- _Work instructions_:
Convert the entries below into a numbered list, leaving out any blank lines.
[start]
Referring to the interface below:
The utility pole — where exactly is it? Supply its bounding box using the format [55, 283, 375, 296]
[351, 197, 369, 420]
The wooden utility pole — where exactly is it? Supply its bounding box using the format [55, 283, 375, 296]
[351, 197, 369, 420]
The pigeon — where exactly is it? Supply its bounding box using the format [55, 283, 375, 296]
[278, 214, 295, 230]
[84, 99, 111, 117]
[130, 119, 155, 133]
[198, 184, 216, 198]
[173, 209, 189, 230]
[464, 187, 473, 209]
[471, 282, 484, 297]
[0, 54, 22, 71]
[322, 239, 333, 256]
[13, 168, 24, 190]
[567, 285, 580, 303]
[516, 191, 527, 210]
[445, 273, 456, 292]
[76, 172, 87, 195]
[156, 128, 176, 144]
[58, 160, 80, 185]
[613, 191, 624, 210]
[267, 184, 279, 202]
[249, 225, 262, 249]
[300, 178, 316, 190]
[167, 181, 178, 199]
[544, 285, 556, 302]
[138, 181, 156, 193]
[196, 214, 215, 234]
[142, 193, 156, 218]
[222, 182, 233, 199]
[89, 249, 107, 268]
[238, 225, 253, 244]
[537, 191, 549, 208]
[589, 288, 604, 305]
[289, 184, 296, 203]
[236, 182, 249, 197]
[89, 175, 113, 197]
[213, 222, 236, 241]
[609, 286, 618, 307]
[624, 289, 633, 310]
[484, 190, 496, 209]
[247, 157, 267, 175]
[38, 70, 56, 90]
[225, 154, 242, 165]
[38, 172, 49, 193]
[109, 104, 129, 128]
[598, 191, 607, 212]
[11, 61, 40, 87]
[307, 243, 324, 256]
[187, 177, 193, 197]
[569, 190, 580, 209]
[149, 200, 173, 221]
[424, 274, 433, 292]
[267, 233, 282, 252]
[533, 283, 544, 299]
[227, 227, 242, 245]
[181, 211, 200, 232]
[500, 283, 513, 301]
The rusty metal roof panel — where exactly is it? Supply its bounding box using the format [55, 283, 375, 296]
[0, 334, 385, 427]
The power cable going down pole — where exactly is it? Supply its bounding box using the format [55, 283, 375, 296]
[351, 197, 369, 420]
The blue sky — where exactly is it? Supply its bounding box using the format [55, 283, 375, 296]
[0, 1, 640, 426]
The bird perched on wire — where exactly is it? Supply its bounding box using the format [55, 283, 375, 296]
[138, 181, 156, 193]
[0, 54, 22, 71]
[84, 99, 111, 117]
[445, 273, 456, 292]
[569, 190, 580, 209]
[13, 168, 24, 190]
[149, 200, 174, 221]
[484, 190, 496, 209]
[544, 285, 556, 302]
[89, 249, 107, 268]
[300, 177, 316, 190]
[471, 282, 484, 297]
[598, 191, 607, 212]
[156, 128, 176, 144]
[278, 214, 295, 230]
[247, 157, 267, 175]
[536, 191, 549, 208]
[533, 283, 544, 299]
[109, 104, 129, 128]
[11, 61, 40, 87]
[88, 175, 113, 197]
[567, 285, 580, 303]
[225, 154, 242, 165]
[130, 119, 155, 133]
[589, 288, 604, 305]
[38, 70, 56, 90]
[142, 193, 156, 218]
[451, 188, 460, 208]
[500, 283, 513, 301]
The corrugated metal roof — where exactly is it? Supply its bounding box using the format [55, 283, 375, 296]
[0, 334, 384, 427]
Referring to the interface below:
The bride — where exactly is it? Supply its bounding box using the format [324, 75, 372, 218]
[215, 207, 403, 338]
[end]
- _Full answer_:
1. Referring to the interface below:
2. The utility pole — where exactly is it? Supply its bounding box using the format [55, 283, 375, 296]
3. [351, 197, 369, 420]
4. The wooden utility pole — where exactly is it? Supply its bounding box using the format [55, 283, 375, 296]
5. [351, 197, 369, 420]
6. The pigeon — where exactly is it? Supply its bounding box using the format [55, 283, 375, 296]
7. [278, 214, 295, 230]
8. [84, 99, 111, 117]
9. [130, 119, 155, 133]
10. [198, 184, 216, 198]
11. [173, 209, 189, 230]
12. [464, 187, 473, 209]
13. [471, 282, 484, 297]
14. [0, 54, 22, 71]
15. [322, 239, 333, 256]
16. [13, 168, 24, 190]
17. [567, 285, 580, 303]
18. [516, 191, 527, 210]
19. [445, 273, 456, 292]
20. [76, 172, 87, 195]
21. [156, 128, 176, 144]
22. [58, 160, 80, 185]
23. [613, 191, 624, 210]
24. [267, 184, 279, 202]
25. [249, 225, 262, 249]
26. [300, 178, 316, 190]
27. [167, 181, 178, 199]
28. [544, 285, 556, 302]
29. [138, 181, 156, 193]
30. [196, 214, 215, 234]
31. [142, 193, 156, 218]
32. [222, 182, 233, 199]
33. [89, 249, 107, 268]
34. [238, 225, 253, 244]
35. [537, 191, 549, 208]
36. [589, 288, 604, 305]
37. [289, 184, 296, 203]
38. [236, 182, 249, 197]
39. [89, 175, 113, 197]
40. [213, 222, 236, 241]
41. [609, 286, 618, 307]
42. [624, 289, 633, 310]
43. [484, 190, 496, 209]
44. [247, 157, 267, 175]
45. [38, 70, 56, 90]
46. [225, 154, 242, 165]
47. [38, 172, 49, 193]
48. [109, 104, 129, 128]
49. [598, 191, 607, 212]
50. [11, 61, 40, 87]
51. [307, 243, 324, 256]
52. [187, 177, 193, 197]
53. [569, 190, 580, 209]
54. [149, 200, 173, 221]
55. [424, 274, 433, 292]
56. [267, 233, 282, 252]
57. [533, 283, 544, 299]
58. [227, 227, 242, 245]
59. [181, 211, 200, 232]
60. [500, 283, 513, 301]
61. The rusty metal roof panel — where exactly is it? Supply its bounding box using the format [55, 283, 375, 296]
62. [0, 334, 385, 427]
63. The power cable going down pole — where exactly is it? Supply its bounding box using the format [55, 283, 375, 296]
64. [351, 197, 369, 420]
65. The blue sky — where exactly is it? Supply its bounding box using the format [55, 283, 375, 296]
66. [0, 1, 640, 426]
67. The bird perched on wire — where exactly is it? Supply its bounding box using the format [55, 283, 375, 296]
68. [138, 181, 156, 193]
69. [0, 54, 22, 71]
70. [84, 99, 111, 117]
71. [445, 273, 456, 292]
72. [569, 190, 580, 209]
73. [13, 168, 24, 190]
74. [149, 200, 174, 221]
75. [484, 190, 496, 209]
76. [544, 285, 556, 302]
77. [89, 249, 107, 268]
78. [300, 177, 316, 190]
79. [471, 282, 484, 297]
80. [598, 191, 607, 212]
81. [156, 128, 176, 144]
82. [278, 214, 295, 230]
83. [247, 157, 267, 175]
84. [536, 191, 549, 208]
85. [533, 283, 544, 299]
86. [109, 104, 129, 128]
87. [11, 61, 40, 87]
88. [88, 175, 113, 197]
89. [567, 285, 580, 303]
90. [225, 154, 242, 165]
91. [130, 119, 155, 133]
92. [589, 288, 604, 305]
93. [38, 70, 56, 90]
94. [142, 193, 156, 218]
95. [451, 188, 460, 208]
96. [500, 283, 513, 301]
97. The corrugated metal roof — where exactly is it? Supply its bounding box using the format [55, 283, 375, 296]
98. [0, 334, 384, 427]
99. Referring to the interface below:
100. The bride — where exactly is it? Supply its bounding box using the format [324, 75, 372, 218]
101. [215, 207, 403, 338]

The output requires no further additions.